## Short problem a
Copy out again the lines of the records between the line holding "As a courtesy, could you identify the street" and the line holding "[383,8,477,73]", inclusive, and nothing more.

═════ Document text

New York City Opera 2018-19 Review: Stonewall

Unifying the Many Voices of Stonewall’s Historical Uprising in NYC

By Jennifer Pyron
(Photo credit: Sarah Shatz)

Celebrating the 50th Anniversary of the Stonewall uprising and the 75th year of New York City Opera (NYCO), general director Michael Capasso debuted the world premiere of the LGBTQI+ focused new opera by Iain Bell and Mark Campbell, “Stonewall” on June 21, 2019. Currently the only opera company that houses a series supporting Pride Month, NYCO establishes a unique opportunity for audiences abound to explore lesser-known stories on a grand scale.

Based in NYC, the librettist Mark Campbell tells the story of an array of individuals that seek more from life while on their journey of self-discovery. And it may be hard to imagine NYC in 1969, unless one experienced it themselves. Therefore, here are a few facts, shared by director Leonard Foglia in the NYCO program, that shed light on this time:

  • Homosexuals, if found out, could be kicked out of the military with a dishonorable discharge and stripped of all benefits guaranteed by the GI Bill of Rights
  • An adult could be put in jail for up to 20 years for having sex with another consenting adult
  • It was illegal in New York to be wearing less than three articles of clothing attributed to your gender
  • The law classified homosexuals as criminals
  • The scientific community deemed homosexuality an illness
  • The religious community condemned Lesbians and gay men as sinners

Collectively exposing a list of wrongs that an LGBTQI+ individual sought to make right during this time is helpful, when one seeks to fully grasp the sense of urgency that spiked on June 28th, 1969. And it is within this clearly focused message, that embraces the originality of each individual role that fought for the truth in the past, creates a modern spark of new energy that carries hope for more understanding into the future.

══════════
═════ Task input

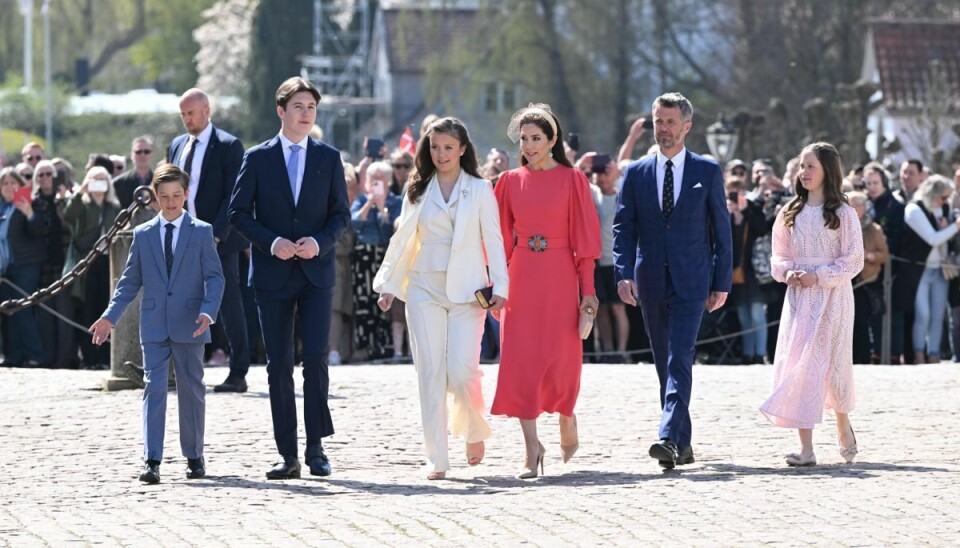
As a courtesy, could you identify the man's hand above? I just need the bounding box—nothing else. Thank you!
[296,236,320,259]
[707,291,727,312]
[88,318,113,346]
[193,314,210,338]
[377,293,395,312]
[617,280,639,306]
[273,238,297,261]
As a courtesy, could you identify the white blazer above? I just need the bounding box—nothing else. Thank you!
[373,173,508,303]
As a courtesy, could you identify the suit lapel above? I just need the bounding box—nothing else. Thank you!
[144,215,170,284]
[170,211,195,281]
[450,172,468,246]
[197,124,220,188]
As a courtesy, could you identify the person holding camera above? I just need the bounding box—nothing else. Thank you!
[350,161,403,358]
[724,178,769,365]
[63,166,120,367]
[373,117,508,480]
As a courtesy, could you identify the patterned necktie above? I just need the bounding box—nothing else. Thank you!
[163,223,174,278]
[660,160,673,217]
[183,137,197,175]
[287,145,300,205]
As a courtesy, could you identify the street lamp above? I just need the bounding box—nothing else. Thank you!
[706,113,740,165]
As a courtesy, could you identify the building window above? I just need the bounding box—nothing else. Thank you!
[483,82,519,113]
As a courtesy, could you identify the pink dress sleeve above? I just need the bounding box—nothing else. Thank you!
[570,169,601,295]
[770,208,793,283]
[816,206,863,289]
[493,171,516,264]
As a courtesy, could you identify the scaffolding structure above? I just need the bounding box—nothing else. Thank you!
[301,0,381,150]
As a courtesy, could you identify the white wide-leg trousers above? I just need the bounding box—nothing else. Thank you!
[406,272,490,472]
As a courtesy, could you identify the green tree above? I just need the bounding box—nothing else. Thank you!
[247,0,313,142]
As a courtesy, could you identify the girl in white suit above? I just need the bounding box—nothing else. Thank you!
[373,118,507,479]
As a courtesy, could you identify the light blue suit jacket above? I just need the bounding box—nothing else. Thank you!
[103,212,224,343]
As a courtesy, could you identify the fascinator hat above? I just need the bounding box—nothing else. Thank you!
[507,103,559,143]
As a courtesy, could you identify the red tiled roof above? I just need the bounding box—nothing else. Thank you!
[871,21,960,110]
[383,8,477,73]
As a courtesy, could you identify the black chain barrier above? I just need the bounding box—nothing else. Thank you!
[0,186,154,315]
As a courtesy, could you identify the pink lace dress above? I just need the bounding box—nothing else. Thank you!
[760,205,863,428]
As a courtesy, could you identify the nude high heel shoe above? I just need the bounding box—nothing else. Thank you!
[560,415,580,462]
[840,426,859,464]
[517,442,547,479]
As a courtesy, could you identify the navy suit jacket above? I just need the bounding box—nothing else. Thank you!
[229,136,350,291]
[613,150,733,300]
[103,212,224,343]
[167,126,247,251]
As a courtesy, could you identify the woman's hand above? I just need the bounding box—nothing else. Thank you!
[377,293,395,312]
[580,295,600,316]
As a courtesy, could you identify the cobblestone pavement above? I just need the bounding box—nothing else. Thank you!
[0,363,960,548]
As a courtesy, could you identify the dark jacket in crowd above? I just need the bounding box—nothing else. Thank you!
[7,199,48,265]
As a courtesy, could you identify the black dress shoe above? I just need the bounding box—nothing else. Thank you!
[267,457,300,479]
[305,447,333,476]
[213,377,247,393]
[187,457,207,479]
[140,460,160,484]
[650,439,680,470]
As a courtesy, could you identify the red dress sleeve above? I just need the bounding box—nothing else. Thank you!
[493,171,516,264]
[569,169,601,295]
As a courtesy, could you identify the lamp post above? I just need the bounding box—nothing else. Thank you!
[20,0,33,90]
[706,113,740,165]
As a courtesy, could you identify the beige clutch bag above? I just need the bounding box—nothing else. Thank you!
[580,309,596,340]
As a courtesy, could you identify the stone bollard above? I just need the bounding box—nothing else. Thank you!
[103,230,143,392]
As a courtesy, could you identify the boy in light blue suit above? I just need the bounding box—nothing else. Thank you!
[90,164,224,483]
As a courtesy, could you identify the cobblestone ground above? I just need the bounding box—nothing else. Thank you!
[0,363,960,548]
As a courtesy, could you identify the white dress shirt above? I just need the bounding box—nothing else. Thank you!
[657,147,687,209]
[177,122,213,217]
[159,210,215,325]
[270,132,320,255]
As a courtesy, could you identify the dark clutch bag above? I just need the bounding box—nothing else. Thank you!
[473,285,493,310]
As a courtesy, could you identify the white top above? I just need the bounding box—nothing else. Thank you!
[177,122,213,217]
[410,171,463,272]
[657,147,687,209]
[903,202,957,268]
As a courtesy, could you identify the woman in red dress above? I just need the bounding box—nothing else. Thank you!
[490,105,600,479]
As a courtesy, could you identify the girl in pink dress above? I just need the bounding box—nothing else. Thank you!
[760,143,863,466]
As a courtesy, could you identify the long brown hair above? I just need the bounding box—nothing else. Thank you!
[407,116,481,204]
[783,142,848,230]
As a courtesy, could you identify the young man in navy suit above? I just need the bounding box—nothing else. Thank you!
[613,93,733,468]
[90,164,223,483]
[167,88,250,392]
[229,77,350,479]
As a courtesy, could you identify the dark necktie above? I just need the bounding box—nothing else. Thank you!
[183,137,197,175]
[163,223,174,278]
[660,160,673,217]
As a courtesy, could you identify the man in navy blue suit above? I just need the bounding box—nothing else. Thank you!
[613,93,733,469]
[229,77,350,479]
[167,88,250,392]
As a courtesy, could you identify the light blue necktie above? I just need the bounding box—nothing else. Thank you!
[287,145,300,205]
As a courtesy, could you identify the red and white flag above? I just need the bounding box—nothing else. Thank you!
[397,128,417,156]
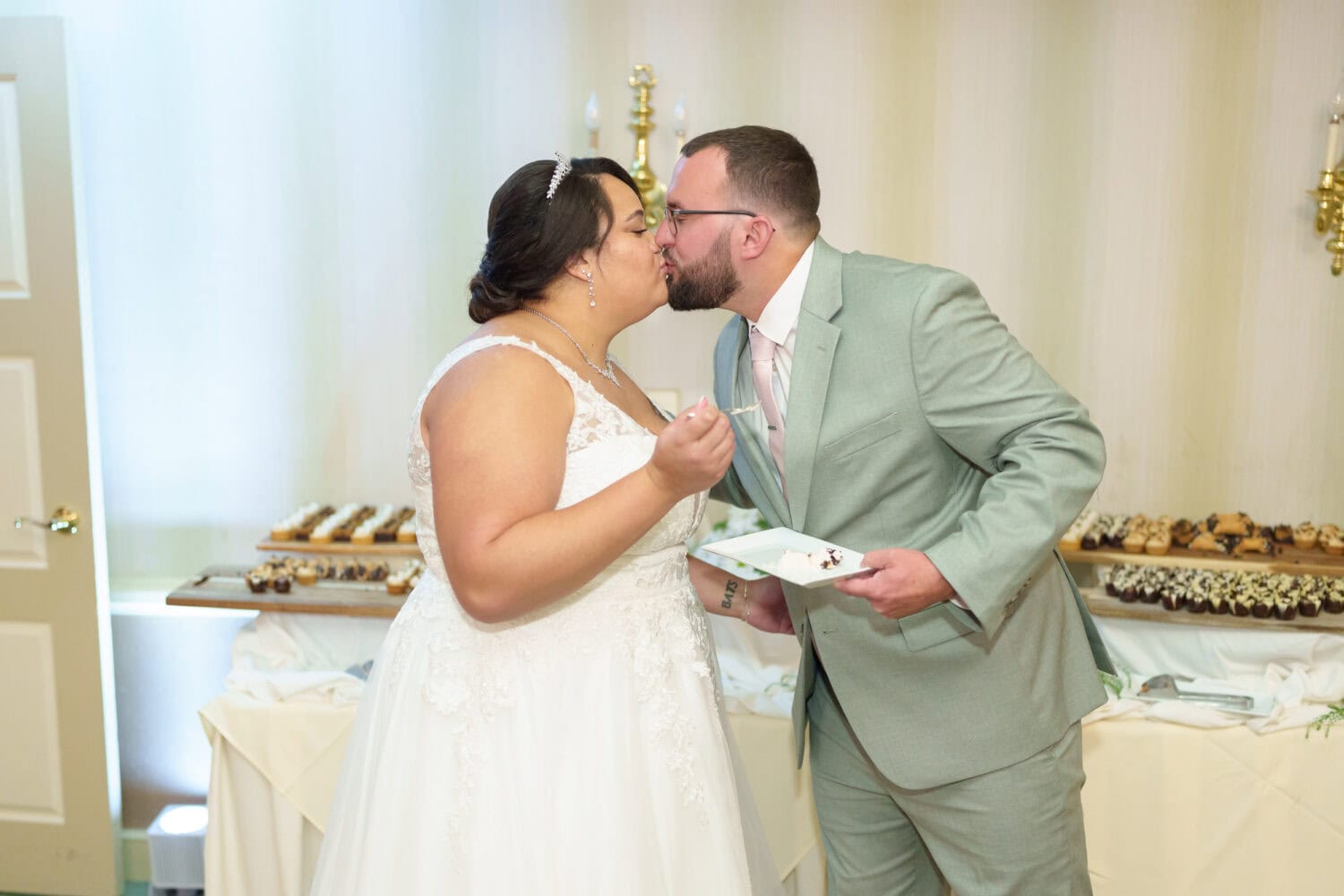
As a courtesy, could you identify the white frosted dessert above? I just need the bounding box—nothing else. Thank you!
[780,548,844,576]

══════════

## Short problem b
Pick up the review of the opera "Stonewall" after its last sentence and keep writing it.

## Exercise output a
As a courtesy, could you identify the street lamp above? I just need the bounding box—nothing else. Thank you!
[706,113,740,165]
As a courtesy, could you identify the building window above? I just need the bounding box—nothing else. Thank you!
[483,82,519,113]
As a courtesy, could you identify the pink dress sleeve above? I just need the bounding box—nothing else. Thank you!
[570,169,601,295]
[770,208,793,283]
[816,206,863,289]
[493,171,516,264]
As a courtesy, could you identify the scaffolding structure above? I just need the bounding box—nothing else. Thank you!
[301,0,381,150]
As a courtesy, could you identify the white wide-leg trousers above? I just need the bounding box—nothing else. Thank you!
[406,272,490,472]
As a courtesy, could you identify the green tree above? I just need the bounding box—nothing else. Thank you!
[247,0,313,142]
As a courtesy, could you identify the girl in white suit above? I just need the bounding box—nothing else. Thank you!
[373,118,507,479]
As a courtesy, could you identify the light blue suit jacket above? I just need the bounding box—nothing else. Thank you!
[103,212,224,343]
As a courtesy, could you identify the fascinator hat above? I just need the bounding box—nothing else. Thank you!
[507,103,559,143]
As a courtesy, could you identify the red tiled roof above? I just need the bounding box—nothing else. Thank you!
[871,21,960,110]
[383,8,477,73]

## Exercise output b
Reviewing the Panoply of Characters

Together, Bell and Campbell successfully tell the courageous story behind a community of voices that unite during the Stonewall’s uprising. With a masterful combination of modern classical music, that supports an efficient and effective libretto, one might consider this new work to be a game changer in the age of modern opera.

“Stonewall” transforms and inspires modern opera-goers, based on its ability to simply and beautifully communicate an honest story with relatable characters. Bell’s proficient and adept connection to the human voice is apparent all throughout. He develops cinematic responses within a technicolor landscape that simultaneously entertains and informs the audience. No character goes unnoticed in his recipe geared towards crafting the perfect moments of intimate atmospheric bliss, most especially experienced in the final scene where a chorus divinely delivers the uprising’s universal message of love, acceptance and hope for the future.

The synopsis begins by taking place in various locations around NY, in a single day snapshot. Mezzo-soprano Lisa Chavez introduced herself first, as Maggie, a butch lesbian who works at the hardware store of her Irish-American father in Inwood. 

Wearing a black leather jacket, white shirt and black jeans, Chavez looked appropriately streetwear chic. However, when on the train heading to Stonewall, she faces an ignorant straphanger that forces her to react in self-defense towards his verbal abuse and unnecessary physical rage. This pivotal moment foreshadowed the internal power that develops over time for Maggie and all other characters webbed together, as the night progressed.

Overall, Chavez defined her character’s mission as a justice seeker with ease and fortitude. Her voice catalytically sparked the beginning of the Stonewall uprising, as she clearly supports personal empowerment for her fellow LGBTQI+ companions. And while Maggie fades into the Stonewall backdrop, Carlos comes into light.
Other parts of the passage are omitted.